Extract each line of the material below that contains the word "image".

------ INPUT DATA

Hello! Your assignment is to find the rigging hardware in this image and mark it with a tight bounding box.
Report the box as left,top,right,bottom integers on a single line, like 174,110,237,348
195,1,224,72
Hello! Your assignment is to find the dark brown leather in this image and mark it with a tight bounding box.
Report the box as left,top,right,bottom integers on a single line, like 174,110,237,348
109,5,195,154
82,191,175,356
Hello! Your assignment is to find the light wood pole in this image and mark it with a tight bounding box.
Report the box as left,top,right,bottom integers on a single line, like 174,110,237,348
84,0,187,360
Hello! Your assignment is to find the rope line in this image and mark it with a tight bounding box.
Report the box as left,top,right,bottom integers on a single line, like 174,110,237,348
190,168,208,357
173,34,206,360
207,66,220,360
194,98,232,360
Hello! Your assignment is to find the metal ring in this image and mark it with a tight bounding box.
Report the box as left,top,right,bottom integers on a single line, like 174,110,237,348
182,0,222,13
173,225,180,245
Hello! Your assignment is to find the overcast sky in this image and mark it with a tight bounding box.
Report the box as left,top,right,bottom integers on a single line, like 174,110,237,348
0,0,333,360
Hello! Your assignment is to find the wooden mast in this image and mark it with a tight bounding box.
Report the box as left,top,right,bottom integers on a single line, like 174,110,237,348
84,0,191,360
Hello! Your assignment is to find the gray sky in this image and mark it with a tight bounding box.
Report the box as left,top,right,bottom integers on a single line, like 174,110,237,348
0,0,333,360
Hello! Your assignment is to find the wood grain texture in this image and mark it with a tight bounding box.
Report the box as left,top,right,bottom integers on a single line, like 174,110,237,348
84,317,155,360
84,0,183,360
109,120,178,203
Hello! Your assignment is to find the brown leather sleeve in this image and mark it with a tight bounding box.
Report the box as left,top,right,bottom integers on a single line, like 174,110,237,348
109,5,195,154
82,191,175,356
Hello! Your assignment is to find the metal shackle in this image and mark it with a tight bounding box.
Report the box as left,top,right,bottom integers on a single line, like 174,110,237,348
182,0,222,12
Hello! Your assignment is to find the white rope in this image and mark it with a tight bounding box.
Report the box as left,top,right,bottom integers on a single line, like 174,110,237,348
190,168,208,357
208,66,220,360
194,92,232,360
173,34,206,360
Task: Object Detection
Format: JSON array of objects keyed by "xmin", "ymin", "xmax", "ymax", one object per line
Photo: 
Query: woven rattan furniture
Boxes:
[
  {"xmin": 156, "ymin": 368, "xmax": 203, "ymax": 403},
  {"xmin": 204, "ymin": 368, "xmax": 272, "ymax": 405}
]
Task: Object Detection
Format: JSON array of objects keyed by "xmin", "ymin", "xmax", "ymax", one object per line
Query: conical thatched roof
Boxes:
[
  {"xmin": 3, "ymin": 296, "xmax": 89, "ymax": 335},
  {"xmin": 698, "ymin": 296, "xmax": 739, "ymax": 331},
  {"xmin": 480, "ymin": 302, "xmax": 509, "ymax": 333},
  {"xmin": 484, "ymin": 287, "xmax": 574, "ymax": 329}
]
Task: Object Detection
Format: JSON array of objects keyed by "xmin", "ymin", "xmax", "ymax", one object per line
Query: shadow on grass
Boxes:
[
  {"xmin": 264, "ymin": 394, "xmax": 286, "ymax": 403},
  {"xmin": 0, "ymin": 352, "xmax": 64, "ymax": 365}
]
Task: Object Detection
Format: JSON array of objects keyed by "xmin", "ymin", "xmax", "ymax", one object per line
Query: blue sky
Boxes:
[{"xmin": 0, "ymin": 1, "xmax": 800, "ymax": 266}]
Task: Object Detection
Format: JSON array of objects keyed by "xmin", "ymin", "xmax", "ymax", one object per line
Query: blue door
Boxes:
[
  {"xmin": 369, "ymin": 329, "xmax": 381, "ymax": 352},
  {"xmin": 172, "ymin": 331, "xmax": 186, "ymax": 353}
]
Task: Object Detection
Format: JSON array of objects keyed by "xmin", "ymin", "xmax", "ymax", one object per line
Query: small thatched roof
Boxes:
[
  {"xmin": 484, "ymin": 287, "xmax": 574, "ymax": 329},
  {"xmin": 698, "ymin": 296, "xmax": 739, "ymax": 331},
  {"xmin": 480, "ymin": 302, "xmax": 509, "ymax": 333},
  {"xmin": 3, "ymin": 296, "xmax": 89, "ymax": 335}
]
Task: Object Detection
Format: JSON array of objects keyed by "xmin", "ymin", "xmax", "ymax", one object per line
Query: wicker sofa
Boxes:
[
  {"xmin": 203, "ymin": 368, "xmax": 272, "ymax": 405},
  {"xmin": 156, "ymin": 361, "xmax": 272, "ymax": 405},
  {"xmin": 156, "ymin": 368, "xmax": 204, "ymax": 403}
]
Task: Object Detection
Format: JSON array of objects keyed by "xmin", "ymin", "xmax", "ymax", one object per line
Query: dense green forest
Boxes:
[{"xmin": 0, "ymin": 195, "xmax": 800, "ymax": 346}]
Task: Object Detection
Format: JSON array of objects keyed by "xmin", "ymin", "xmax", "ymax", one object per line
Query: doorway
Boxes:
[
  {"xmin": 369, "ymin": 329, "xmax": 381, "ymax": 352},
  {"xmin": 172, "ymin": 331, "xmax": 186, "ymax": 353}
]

------------

## [SOLUTION BELOW]
Hello! Your assignment is to find the rigging hardware in this image and mark it with a tight bounding box.
Hello! Your assignment is to find the dark brown leather in this image and mark it with a tight bounding box.
Hello! Your assignment is to find the light wood pole in this image and mark it with a tight bounding box.
Hello! Your assignment is to find the rope line in this image and mark it with a tight bounding box.
Hello! Your assignment is to find the metal ring in this image and mark it with a tight bounding box.
Hello! Your assignment is to find the overcast sky in this image and mark it with a tight bounding box.
Hello! Your assignment is to find the wooden mast in this image and mark it with a tight bounding box.
Hello! Your assignment is to find the gray sky in this image and mark it with a tight bounding box.
Hello! Your assignment is to find the wood grain texture in this image and mark it with a tight bounding box.
Hello! Your assignment is to find the brown leather sleeve in this image and mark it with a tight bounding box.
Hello! Your assignment is to find the metal shackle in this image and mark it with a tight bounding box.
Hello! Your assignment is to find the white rope in this image and mark it with a tight bounding box.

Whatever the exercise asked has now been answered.